Shape labeling records:
########
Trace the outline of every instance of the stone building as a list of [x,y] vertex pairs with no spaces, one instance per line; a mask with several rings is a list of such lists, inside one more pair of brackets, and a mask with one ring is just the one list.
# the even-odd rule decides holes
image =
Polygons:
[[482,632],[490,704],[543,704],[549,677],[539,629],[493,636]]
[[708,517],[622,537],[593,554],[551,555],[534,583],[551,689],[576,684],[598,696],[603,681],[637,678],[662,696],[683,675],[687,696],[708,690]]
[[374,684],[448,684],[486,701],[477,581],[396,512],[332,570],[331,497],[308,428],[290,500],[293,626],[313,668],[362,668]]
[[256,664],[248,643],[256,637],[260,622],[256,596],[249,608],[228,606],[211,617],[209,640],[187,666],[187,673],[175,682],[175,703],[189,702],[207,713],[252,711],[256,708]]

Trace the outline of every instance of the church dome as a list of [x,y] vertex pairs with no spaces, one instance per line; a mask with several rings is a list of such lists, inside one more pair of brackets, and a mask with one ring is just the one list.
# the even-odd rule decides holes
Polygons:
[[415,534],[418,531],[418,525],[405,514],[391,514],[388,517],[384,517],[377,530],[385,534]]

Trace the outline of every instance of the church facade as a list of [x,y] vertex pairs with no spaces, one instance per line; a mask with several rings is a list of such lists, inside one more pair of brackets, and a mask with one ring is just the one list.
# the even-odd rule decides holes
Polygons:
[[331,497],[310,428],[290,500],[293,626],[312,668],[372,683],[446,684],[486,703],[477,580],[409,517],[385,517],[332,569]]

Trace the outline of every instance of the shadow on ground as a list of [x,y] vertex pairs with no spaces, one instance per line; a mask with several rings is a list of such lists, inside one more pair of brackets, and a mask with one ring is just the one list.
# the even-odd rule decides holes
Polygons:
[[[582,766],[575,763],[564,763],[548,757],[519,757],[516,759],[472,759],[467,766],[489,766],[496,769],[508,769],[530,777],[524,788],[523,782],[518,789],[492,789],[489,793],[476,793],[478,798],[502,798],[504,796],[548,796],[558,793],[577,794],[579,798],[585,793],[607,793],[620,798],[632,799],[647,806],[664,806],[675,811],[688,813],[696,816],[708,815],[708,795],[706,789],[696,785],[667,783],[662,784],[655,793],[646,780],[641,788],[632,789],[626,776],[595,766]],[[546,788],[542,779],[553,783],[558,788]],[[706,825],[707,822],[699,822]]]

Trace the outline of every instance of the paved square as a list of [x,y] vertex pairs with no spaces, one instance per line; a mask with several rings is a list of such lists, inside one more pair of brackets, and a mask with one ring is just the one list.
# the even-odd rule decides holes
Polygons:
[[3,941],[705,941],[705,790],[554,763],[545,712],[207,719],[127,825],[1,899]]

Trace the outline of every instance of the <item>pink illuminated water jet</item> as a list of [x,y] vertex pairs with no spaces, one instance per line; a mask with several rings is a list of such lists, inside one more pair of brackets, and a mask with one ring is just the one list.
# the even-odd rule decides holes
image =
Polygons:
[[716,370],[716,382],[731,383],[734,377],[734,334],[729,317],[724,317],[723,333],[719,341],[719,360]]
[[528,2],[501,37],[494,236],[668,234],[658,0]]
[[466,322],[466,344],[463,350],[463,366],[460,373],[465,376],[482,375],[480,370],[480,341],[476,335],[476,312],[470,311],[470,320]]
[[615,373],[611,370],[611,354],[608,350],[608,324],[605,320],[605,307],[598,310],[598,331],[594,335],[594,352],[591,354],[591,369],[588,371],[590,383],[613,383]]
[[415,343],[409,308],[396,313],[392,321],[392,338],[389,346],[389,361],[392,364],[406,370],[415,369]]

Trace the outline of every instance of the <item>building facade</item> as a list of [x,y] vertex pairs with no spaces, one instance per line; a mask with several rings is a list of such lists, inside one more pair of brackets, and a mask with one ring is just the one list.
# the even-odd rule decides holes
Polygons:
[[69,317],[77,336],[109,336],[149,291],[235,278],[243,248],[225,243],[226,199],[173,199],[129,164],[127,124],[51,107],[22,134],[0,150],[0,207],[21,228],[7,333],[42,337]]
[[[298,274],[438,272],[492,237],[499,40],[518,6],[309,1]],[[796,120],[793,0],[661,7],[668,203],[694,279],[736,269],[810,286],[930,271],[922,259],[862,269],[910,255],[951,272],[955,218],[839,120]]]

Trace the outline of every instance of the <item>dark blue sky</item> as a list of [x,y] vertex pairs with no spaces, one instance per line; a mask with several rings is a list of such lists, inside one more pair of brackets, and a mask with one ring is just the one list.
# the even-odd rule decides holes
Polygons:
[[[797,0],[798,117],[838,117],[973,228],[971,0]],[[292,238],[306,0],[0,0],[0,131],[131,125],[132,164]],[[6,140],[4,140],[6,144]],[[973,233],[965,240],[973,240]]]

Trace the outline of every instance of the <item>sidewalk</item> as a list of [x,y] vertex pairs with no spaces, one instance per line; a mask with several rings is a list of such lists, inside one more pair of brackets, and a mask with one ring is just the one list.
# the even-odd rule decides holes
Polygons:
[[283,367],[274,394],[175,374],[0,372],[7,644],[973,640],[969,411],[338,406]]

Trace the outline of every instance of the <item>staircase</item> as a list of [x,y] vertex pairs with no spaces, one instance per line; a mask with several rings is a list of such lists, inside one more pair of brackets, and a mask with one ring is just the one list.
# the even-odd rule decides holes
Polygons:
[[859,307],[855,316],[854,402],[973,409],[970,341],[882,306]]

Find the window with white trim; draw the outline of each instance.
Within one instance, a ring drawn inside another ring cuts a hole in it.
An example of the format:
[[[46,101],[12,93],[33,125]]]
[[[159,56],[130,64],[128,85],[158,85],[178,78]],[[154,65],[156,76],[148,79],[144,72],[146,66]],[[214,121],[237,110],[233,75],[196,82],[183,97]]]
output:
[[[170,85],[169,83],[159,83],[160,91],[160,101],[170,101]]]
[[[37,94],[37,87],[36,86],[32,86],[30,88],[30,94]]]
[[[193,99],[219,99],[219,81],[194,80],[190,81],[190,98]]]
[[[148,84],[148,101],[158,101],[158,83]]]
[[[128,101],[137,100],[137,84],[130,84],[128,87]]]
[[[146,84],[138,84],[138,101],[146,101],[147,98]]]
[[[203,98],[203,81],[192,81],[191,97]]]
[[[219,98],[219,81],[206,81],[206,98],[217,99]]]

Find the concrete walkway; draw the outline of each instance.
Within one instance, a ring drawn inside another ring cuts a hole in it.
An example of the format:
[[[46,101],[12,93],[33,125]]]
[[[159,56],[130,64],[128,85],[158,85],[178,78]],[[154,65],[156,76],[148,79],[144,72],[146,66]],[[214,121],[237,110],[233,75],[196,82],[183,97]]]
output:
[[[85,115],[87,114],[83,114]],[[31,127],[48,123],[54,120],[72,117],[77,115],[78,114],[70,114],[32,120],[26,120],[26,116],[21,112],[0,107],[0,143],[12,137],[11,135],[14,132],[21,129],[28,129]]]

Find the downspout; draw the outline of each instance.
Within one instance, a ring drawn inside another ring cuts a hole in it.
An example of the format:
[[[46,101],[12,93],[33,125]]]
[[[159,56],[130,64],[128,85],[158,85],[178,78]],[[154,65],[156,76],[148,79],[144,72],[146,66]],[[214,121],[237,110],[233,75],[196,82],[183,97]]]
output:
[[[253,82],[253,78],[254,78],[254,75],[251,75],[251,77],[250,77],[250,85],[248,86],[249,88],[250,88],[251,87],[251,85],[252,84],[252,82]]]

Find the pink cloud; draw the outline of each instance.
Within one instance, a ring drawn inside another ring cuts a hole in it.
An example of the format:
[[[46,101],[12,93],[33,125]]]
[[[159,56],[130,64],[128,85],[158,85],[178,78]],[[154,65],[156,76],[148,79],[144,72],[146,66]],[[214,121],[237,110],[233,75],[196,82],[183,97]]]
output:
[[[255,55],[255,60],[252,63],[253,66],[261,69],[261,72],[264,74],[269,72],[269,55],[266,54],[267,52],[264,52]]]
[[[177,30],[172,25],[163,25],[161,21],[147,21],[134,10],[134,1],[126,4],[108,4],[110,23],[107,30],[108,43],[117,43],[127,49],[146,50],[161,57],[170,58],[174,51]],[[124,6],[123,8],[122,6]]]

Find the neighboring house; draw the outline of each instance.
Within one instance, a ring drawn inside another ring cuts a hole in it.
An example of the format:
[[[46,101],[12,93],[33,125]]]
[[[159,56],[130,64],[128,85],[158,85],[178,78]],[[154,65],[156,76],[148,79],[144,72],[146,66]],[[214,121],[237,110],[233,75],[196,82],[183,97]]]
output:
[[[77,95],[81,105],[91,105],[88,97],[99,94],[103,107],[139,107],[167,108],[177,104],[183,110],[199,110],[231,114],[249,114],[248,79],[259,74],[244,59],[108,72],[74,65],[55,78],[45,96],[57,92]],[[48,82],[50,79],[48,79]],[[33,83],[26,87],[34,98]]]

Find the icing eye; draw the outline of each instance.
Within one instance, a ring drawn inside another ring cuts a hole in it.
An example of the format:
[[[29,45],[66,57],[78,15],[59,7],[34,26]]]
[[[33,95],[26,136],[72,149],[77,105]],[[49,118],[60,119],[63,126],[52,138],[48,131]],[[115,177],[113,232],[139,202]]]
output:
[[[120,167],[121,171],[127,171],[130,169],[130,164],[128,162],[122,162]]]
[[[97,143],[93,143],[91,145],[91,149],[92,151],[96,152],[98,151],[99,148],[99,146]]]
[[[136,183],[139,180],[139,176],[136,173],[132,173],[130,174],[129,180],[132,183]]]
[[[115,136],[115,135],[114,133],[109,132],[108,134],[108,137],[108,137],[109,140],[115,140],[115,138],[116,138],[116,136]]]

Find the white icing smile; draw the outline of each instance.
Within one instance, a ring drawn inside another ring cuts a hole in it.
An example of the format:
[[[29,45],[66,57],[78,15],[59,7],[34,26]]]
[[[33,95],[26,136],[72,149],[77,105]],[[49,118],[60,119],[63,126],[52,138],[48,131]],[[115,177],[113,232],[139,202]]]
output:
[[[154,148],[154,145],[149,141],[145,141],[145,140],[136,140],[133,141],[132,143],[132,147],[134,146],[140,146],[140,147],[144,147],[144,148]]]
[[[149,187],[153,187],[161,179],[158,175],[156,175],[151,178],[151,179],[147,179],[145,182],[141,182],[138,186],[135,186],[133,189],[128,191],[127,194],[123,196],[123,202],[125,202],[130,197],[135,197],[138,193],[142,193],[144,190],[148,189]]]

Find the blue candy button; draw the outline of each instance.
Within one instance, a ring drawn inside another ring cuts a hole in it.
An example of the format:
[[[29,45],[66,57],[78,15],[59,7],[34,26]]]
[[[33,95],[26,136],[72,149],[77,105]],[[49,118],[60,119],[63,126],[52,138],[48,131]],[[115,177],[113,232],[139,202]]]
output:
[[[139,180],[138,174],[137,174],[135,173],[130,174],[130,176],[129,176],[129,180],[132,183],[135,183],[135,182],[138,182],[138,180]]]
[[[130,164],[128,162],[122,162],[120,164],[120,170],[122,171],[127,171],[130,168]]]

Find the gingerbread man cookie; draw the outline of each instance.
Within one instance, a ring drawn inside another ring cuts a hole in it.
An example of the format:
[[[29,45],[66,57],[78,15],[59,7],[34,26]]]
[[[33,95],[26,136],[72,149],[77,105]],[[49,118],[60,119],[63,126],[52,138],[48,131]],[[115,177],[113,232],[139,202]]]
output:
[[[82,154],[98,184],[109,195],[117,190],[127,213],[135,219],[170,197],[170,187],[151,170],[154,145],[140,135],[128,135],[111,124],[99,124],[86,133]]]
########
# INSTRUCTION
Rewrite the lines from the one containing "Trace the outline of every instance of the <item>pink" up to and including the one containing "[[528,2],[501,37],[494,236],[668,234],[658,0]]", changing "Polygons" to "Outlines" and leaving everything else as it is. Give back only those lines.

# OUTPUT FOR THIS TASK
Trace the outline of every instance of the <item>pink illuminated water jet</item> as a list of [x,y] vertex pairs with no spaces, one instance per line; a mask with several rings is a list of such lists, inside one more pair of brackets, and a mask with one ring is just the one list.
# the even-odd rule decides holes
image =
Outlines:
[[716,370],[716,382],[731,383],[734,377],[734,334],[729,317],[724,317],[723,333],[719,341],[719,360]]
[[528,2],[501,37],[494,236],[668,234],[658,0]]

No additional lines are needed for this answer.